### PROMPT
Please convert every one of the lines below into a Markdown table with two columns, Row for the row number and Text for the line, and skip any blank lines. Leave the pictures out of your answer.

**** DATA LINES ****

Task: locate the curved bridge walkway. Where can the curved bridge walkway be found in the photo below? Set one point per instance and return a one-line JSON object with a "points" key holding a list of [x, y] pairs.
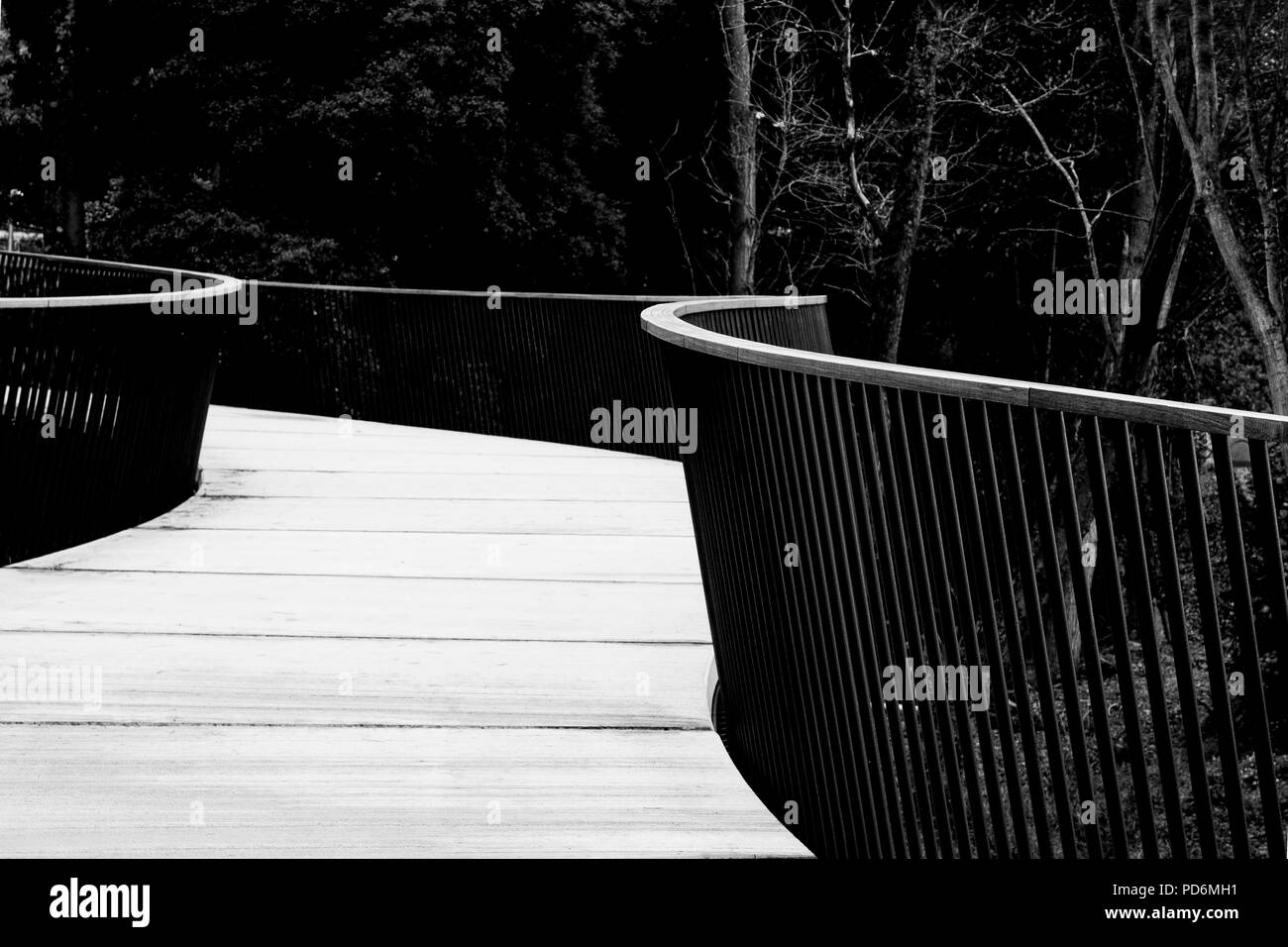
{"points": [[378, 641]]}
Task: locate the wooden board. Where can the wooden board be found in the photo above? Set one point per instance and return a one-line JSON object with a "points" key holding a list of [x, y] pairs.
{"points": [[395, 642], [219, 791]]}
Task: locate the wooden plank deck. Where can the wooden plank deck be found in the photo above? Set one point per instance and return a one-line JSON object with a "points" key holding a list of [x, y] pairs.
{"points": [[377, 641]]}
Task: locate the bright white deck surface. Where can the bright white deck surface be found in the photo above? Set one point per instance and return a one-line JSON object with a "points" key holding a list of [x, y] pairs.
{"points": [[390, 642]]}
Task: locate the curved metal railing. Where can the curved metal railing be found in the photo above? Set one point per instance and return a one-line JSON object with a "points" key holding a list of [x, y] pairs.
{"points": [[522, 365], [106, 371], [964, 616]]}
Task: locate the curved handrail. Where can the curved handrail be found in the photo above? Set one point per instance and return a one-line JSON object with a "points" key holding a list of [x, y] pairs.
{"points": [[914, 579], [103, 395], [213, 285], [669, 321]]}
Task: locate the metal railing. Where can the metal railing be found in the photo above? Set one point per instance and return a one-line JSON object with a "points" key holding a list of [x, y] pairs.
{"points": [[102, 398], [863, 527], [518, 365]]}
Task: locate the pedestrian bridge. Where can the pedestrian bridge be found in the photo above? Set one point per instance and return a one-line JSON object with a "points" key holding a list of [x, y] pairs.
{"points": [[387, 596]]}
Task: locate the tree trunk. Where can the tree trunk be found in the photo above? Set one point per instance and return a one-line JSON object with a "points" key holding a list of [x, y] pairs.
{"points": [[742, 151], [900, 240]]}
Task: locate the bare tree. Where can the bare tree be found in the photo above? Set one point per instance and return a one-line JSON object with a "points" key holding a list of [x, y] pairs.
{"points": [[742, 150], [1261, 298]]}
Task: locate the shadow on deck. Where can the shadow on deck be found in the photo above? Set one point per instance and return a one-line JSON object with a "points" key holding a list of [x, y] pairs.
{"points": [[364, 639]]}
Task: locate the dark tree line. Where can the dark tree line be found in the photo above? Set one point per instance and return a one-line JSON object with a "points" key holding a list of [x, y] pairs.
{"points": [[921, 162]]}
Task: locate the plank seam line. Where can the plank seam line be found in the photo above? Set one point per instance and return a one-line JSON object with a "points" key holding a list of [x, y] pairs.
{"points": [[356, 575]]}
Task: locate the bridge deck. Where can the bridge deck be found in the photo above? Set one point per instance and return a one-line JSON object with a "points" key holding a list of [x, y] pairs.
{"points": [[384, 642]]}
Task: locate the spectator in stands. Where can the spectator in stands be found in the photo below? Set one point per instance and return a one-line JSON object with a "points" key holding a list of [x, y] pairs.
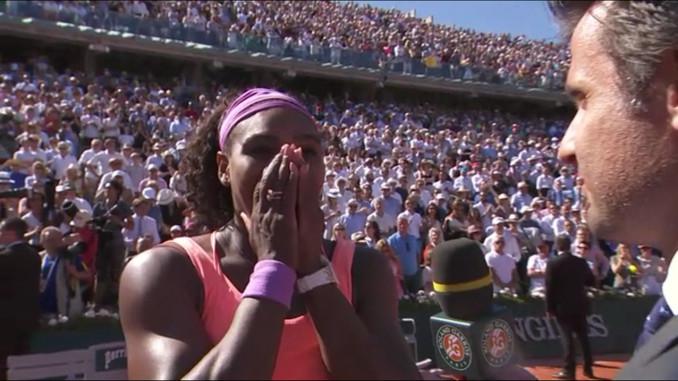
{"points": [[502, 267], [536, 271], [625, 267], [386, 222], [408, 250], [19, 290], [653, 271], [61, 277]]}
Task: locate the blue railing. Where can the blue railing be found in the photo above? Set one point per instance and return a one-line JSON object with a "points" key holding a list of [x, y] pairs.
{"points": [[271, 44]]}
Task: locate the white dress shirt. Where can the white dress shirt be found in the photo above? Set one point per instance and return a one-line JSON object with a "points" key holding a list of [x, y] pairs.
{"points": [[143, 226]]}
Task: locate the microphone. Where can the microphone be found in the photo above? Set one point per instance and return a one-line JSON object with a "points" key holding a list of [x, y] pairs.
{"points": [[472, 337], [461, 279]]}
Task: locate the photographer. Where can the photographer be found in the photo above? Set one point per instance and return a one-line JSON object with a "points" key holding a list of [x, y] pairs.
{"points": [[110, 257], [9, 199], [82, 238], [61, 275]]}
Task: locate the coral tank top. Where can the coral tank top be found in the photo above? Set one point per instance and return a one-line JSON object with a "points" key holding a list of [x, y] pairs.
{"points": [[299, 355]]}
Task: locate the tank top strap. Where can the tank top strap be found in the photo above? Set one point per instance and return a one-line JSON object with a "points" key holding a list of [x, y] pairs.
{"points": [[342, 263]]}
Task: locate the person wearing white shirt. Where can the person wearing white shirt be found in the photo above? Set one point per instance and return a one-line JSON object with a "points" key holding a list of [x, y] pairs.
{"points": [[25, 156], [68, 193], [136, 170], [413, 218], [63, 160], [511, 246], [141, 225], [522, 197], [536, 271], [558, 225], [155, 158], [385, 221], [502, 267], [95, 147], [463, 182], [101, 161], [544, 182], [566, 179], [153, 175]]}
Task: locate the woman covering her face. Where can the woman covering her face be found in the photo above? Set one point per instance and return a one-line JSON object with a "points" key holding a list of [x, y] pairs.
{"points": [[238, 301]]}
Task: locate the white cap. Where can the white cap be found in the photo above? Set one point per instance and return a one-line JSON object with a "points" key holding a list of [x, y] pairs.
{"points": [[148, 193], [81, 218], [333, 193], [498, 221], [165, 196]]}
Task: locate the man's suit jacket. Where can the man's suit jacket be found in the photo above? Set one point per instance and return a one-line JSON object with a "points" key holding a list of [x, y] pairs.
{"points": [[567, 277], [19, 288], [656, 359]]}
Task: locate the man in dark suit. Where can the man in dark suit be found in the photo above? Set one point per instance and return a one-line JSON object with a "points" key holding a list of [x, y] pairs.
{"points": [[622, 76], [567, 277], [19, 290]]}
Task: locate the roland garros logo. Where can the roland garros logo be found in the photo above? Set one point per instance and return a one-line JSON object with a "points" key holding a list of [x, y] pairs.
{"points": [[454, 348], [497, 343]]}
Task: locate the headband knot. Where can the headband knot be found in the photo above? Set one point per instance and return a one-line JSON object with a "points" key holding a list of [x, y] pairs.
{"points": [[251, 102]]}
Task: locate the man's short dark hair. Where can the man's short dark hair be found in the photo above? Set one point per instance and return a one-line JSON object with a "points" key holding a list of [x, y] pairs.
{"points": [[15, 224], [637, 35], [563, 243]]}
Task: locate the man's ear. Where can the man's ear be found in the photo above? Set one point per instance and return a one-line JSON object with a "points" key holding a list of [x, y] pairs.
{"points": [[223, 169], [672, 94]]}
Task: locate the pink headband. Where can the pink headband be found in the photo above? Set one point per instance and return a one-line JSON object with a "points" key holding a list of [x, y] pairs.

****

### TASK ANSWER
| Row | Text |
|---|---|
| 1 | Task: locate the curved bridge walkway. Where can the curved bridge walkway be found in the photo below? Set one point per instance and return a one-line JSON object with a "points" key holding a list of [x, y] pairs. |
| 2 | {"points": [[378, 641]]} |
| 3 | Task: locate the wooden board. Where can the wooden board be found in the photo above? Set one point per instance and return a one-line JSON object with a "points" key holding a list of [x, y] pairs. |
| 4 | {"points": [[395, 642], [219, 791]]} |
| 5 | Task: locate the wooden plank deck. Where can the wooden plank deck be found in the photo above? Set one point per instance and return a one-line JSON object with a "points" key holding a list of [x, y] pairs. |
| 6 | {"points": [[377, 641]]} |
| 7 | Task: locate the bright white deck surface. Where can the bright white deck surface be found in the photo above? Set one point per instance and return a one-line JSON object with a "points" key holding a list of [x, y] pairs. |
| 8 | {"points": [[390, 642]]} |
| 9 | Task: locate the curved metal railing. Where can the curved metal railing be found in the photo above? Set one point per instance and return a one-line JSON object with a "points" key holding a list of [x, y] pairs. |
| 10 | {"points": [[522, 365], [106, 371], [964, 616]]} |
| 11 | Task: locate the curved handrail. Where can the curved handrail be found in the photo above? Set one point per instance and return a one-line JSON object with a "points" key holding a list of [x, y] pairs. |
| 12 | {"points": [[914, 579], [103, 395], [213, 285], [669, 321]]} |
| 13 | Task: locate the metal railing. Where can the metal railing be found in the photo above? Set one point per instance and return a one-line JSON object with a "points" key holding a list of [x, y] pairs. |
| 14 | {"points": [[102, 398], [863, 527], [518, 365]]} |
| 15 | Task: locate the pedestrian bridge. Where can the pedestrian bridge be found in the photo above? Set one point per instance and return a one-line JSON object with a "points" key holding a list of [x, y] pairs. |
| 16 | {"points": [[387, 596]]} |
| 17 | Task: locate the tree trunk. Where can the tree trunk be found in the photo above? Set one point per instance and return a one-line JSON object with a "points" key holding a list of [x, y] pairs. |
| 18 | {"points": [[742, 151], [900, 240]]} |
| 19 | Task: locate the bare tree. Where can the bare tree be found in the photo above? Set one point per instance and return a one-line JSON object with a "points" key holding a list of [x, y] pairs. |
| 20 | {"points": [[742, 150], [1261, 298]]} |
| 21 | Task: locate the shadow on deck. Where can the shadow on deck be found in the photo above? Set one point per instance and return a one-line JSON object with a "points" key holding a list of [x, y] pairs. |
| 22 | {"points": [[364, 639]]} |
| 23 | Task: locate the dark tree line. Where can the dark tree line be found in the photo above? Set one point per instance and return a one-line JSON object with a "points" key holding a list of [x, y] pairs. |
| 24 | {"points": [[921, 162]]} |
| 25 | Task: locate the plank seam line. Where can the plank seam line be found in the photo above? Set one point per instance and return a one-line JSON object with a "points" key holding a list of [x, y] pairs. |
| 26 | {"points": [[356, 575]]} |
| 27 | Task: locate the bridge deck. Where can the bridge deck be found in the photo above? Set one point per instance and return a one-line JSON object with a "points" key holding a list of [x, y] pairs. |
| 28 | {"points": [[384, 642]]} |
| 29 | Task: locate the spectator in stands. Where can the spectator in stands be found in the photo below? Set one point per instance and return a one-line JSON object with a "points" key holding a list of [x, y] pairs. |
| 30 | {"points": [[502, 267], [536, 271], [625, 267], [386, 222], [408, 250], [19, 290], [653, 271], [61, 277]]} |
| 31 | Task: locate the blue railing. Where can the blue railing be found in the photo above? Set one point per instance and return a one-line JSON object with a "points" key holding a list of [x, y] pairs. |
| 32 | {"points": [[271, 44]]} |
| 33 | Task: locate the white dress shirt. Where can the white dress shirt be found in the photo above? Set one point per instance and return a one-line JSON object with a "points" key holding a list of [x, y] pairs. |
| 34 | {"points": [[143, 226]]} |
| 35 | Task: locate the microphone. Where can the microphone be found in the photo above? Set one point per instance and return a one-line JSON object with a "points" key holding a list of [x, y] pairs. |
| 36 | {"points": [[472, 337], [461, 279]]} |
| 37 | Task: locate the photographer. Where can the photographer be found in the photo above? Set one point per instance and return a one-line JSON object with a "points" key holding a list of [x, y] pairs. |
| 38 | {"points": [[110, 257], [9, 199], [82, 238], [61, 275]]} |
| 39 | Task: locate the coral tank top. Where can the coral tank top be found in the photo above? Set one point per instance and return a one-line JSON object with a "points" key holding a list of [x, y] pairs. |
| 40 | {"points": [[299, 355]]} |
| 41 | Task: locate the tank top strap. Where can the tank top strap be found in the photo above? Set one point per instance and return a one-line JSON object with a "points" key holding a list of [x, y] pairs. |
| 42 | {"points": [[342, 263]]} |
| 43 | Task: locate the person wearing white shirt. Where can the person wearing white shirt be found in the photo above? Set one point per instance and return a one-line JSON object with a "points" key holding a list of [x, y] pairs. |
| 44 | {"points": [[25, 156], [68, 193], [136, 170], [413, 218], [63, 160], [511, 246], [141, 225], [522, 197], [536, 271], [558, 225], [155, 158], [385, 221], [502, 267], [95, 147], [463, 182], [101, 161], [544, 182], [566, 179], [153, 175]]} |
| 45 | Task: locate the woman covering her face. Where can the woman covering her face be found in the photo above? Set one point per instance and return a one-line JSON object with a "points" key holding a list of [x, y] pairs. |
| 46 | {"points": [[238, 301]]} |
| 47 | Task: locate the white cap. Where can the white cap be found in the photo above? Set one point per instance and return a one-line JSON object with a "points" key holding a list of [x, y] pairs. |
| 48 | {"points": [[148, 193], [81, 218], [333, 193], [498, 221], [165, 196]]} |
| 49 | Task: locate the man's suit jacket. Where can the man's suit jacket be found in the photo above? Set one point per instance and return a one-line JSON object with a "points" key holding a list of [x, y] pairs. |
| 50 | {"points": [[567, 277], [19, 288], [656, 359]]} |
| 51 | Task: locate the man in dark suit. Where can the man in dark suit be found in the photo above? Set one point per instance and return a one-line JSON object with a "points" key holding a list of [x, y] pairs. |
| 52 | {"points": [[622, 76], [567, 277], [19, 290]]} |
| 53 | Task: locate the roland garros logo. Where can the roland garros logo be found in the photo above? Set one point per instance and return a one-line JSON object with a "points" key holding a list of [x, y] pairs. |
| 54 | {"points": [[454, 348], [497, 343]]} |
| 55 | Task: locate the headband knot. Where can the headband knot be found in the photo above? Set one point per instance and return a one-line JSON object with a "points" key holding a list of [x, y] pairs. |
| 56 | {"points": [[251, 102]]} |
| 57 | Task: locate the man's short dark hair. Where can the man's short dark hair be found in the photo above? Set one point per instance and return a one-line JSON object with a "points" key holding a list of [x, y] pairs. |
| 58 | {"points": [[15, 224], [637, 35], [563, 243]]} |
| 59 | Task: locate the man's ear. Where can the man's ear be found in the photo above? Set one point per instance and return a one-line JSON object with a "points" key holding a list of [x, y] pairs. |
| 60 | {"points": [[223, 169], [672, 94]]} |
| 61 | Task: locate the pink headband. Where can the pink headband be found in the photo above? Set one point per instance and return a one-line JSON object with a "points" key holding a list of [x, y] pairs. |